##### Document excerpt #####
EthStorage Founder: How does data availability ensure Rollup security?

2023.07.03

EthStorage Founder: How does data availability ensure Rollup security?

This episode explores Rollup decentralization from the perspective of "data availability and decentralized storage."

2023.07.03 - 02:35:38

EthStorageRollup

Navigating Web3 tides with focused insights

This episode explores Rollup decentralization from the perspective of "data availability and decentralized storage."

Host: Franci

Guest: Qi Zhou, Founder of EthStorage

Introduction

This is the final episode of the decentralized rollup interview series. In this episode, we explore rollup decentralization from the perspective of "data availability and decentralized storage." We are honored to have Qi Zhou, founder of EthStorage, join us to discuss how DA reuses Ethereum's security properties, EIP-4844 and danksharding, comparative security across different DA models, and how EthStorage will integrate with EIP-4844 in the next Ethereum upgrade.

About the Guest

I'm excited to share our thoughts on Ethereum's DA technology and our work building a decentralized storage layer on top of it. I joined the Web3 industry full-time in 2018, previously working as an engineer at major tech companies like Google and Facebook. I also hold a PhD from the Georgia Institute of Technology. Since 2018, I’ve been deeply involved in Web3 infrastructure development—driven both by my prior experience in distributed systems and distributed storage at big tech firms, and by the belief that there’s significant room for innovation in blockchain infrastructure. From early efforts in execution sharding (Ethereum sharding 1.0), to today’s data sharding (sharding 2.0), and now data availability (DA), our focus has always been advancing core Web3 infrastructure through research and engineering.
##### Provided material #####
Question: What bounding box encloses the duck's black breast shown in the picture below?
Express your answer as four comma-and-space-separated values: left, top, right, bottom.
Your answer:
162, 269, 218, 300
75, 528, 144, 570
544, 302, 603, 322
#####
> **Your tasks**:
**a)** In the EthStorage interview, which institution awarded the guest a PhD?
**b)** Please extend the EthStorage interview, picking up right after its last sentence.
None of the records are needed.

> **Answers for the exercise**:
**a)** The Georgia Institute of Technology.

**b)**
We closely follow the Ethereum roadmap, conduct research, and actively participate in community-driven improvements. At the end of last year, we were honored to receive support from the Ethereum Foundation for our research on "data availability sampling"—contributing theoretical work on danksharding topics such as efficient data recovery. At the same time, we're building EthStorage—an Ethereum data layer based on Ethereum’s DA technology. Using Ethereum smart contracts, we enable large-scale verification of off-chain data storage, which brings meaningful value to Ethereum. Today, I’m thrilled to share insights into how EthStorage leverages DA technologies to build a more robust decentralized data storage network.

Interview Section

Part One: Defining Data Availability (DA)

How Does Data Availability (DA) Ensure Rollup Security?

In my research on DA, I've found that many people misunderstand its definition. It’s great to clarify this today—I’ve discussed DA extensively with members of the Ethereum Foundation, including Dankrad Feist, about its critical role in Ethereum L2 ecosystems.

As you may know, rollups move transactions off the main chain and then use proof mechanisms—fraud proofs or validity proofs—to convince L1 smart contracts that their execution results are valid.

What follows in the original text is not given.